[Reading text]
******

But, alas, you’re a firearms instructor. You can’t project your feelings here. You must know (and teach) when deadly force may be used and no way, no how can it be employed when threatened with a popcorn attack.
The standard is not “afraid of ‘being hurt,'” but imminent fear of death or great bodily injury (in most jurisdictions, right?).
mark my words, GEEZER’S GUILTY!
*And that’s no sign of disrespect…one of the best rock musicians of all time is named Geezer!
It is hard to draw any legal conclusions based upon the video. However, a couple of lessons can easily be drawn from this incident. The first thing we tell our GSL Defense Training students is that use of deadly force is an absolute last resort and that avoidance is the best policy. There were a lot of empty seats in that theatre. Moving to one of those seats may not have been the macho thing to do but certainly would have lead to a less difficult conclusion for the shooter. Second, while John is correct in noting that ability may have been present by disparate size and age, it is to be emphasized that shooting an unarmed assailant will almost always put you in the crosshairs of a probable prosecution. This factor is another reason to seek to avoid the confrontation. Having a CCW should make you more careful and circumspect in your actions rather than less.

******

[Records supplied]
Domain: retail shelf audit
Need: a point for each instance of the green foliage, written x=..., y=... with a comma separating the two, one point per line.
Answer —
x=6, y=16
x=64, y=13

******

[Task prompt]
Write the next part of the discussion of deadly force in the theater shooting, starting after its last sentence. The records have nothing to do with the text about the theater shooting.

[Task output]
I knew there was more to this incident than had been disclosed, can’t watch the video, on dial-up, but think the old guy would have been better off to not say anything and just move away from the irritation. If someone was being irritating early on in the movie, it would be almost certain he would not be less so as the movie progressed. I still believe there was more than “texting” going on for the aggresor to become aggrivated enough to attack the old guy, even if it was “just” spilling or throwing popcorn at him.
What I wonder is: who was seated first, was the elder couple seated when the other couple came in and chose their seats near the older couple or vise-versa, did the older couple feel they shouldn’t have to move for some reason, why would “texting” be so irritating, even in a movie theator, would think that sooner or later he would be done texting and would settle into watching (paying attention) to the movie, although he might not have been that interrested in being there.
All in all, too bad it came to a shooting.
I’m hitching my cart on Mr. Boch’s horse on this.
I know he and his team have a LOT of knowledge and have been to schools and whatnot to learn how to argue a case is self-defense.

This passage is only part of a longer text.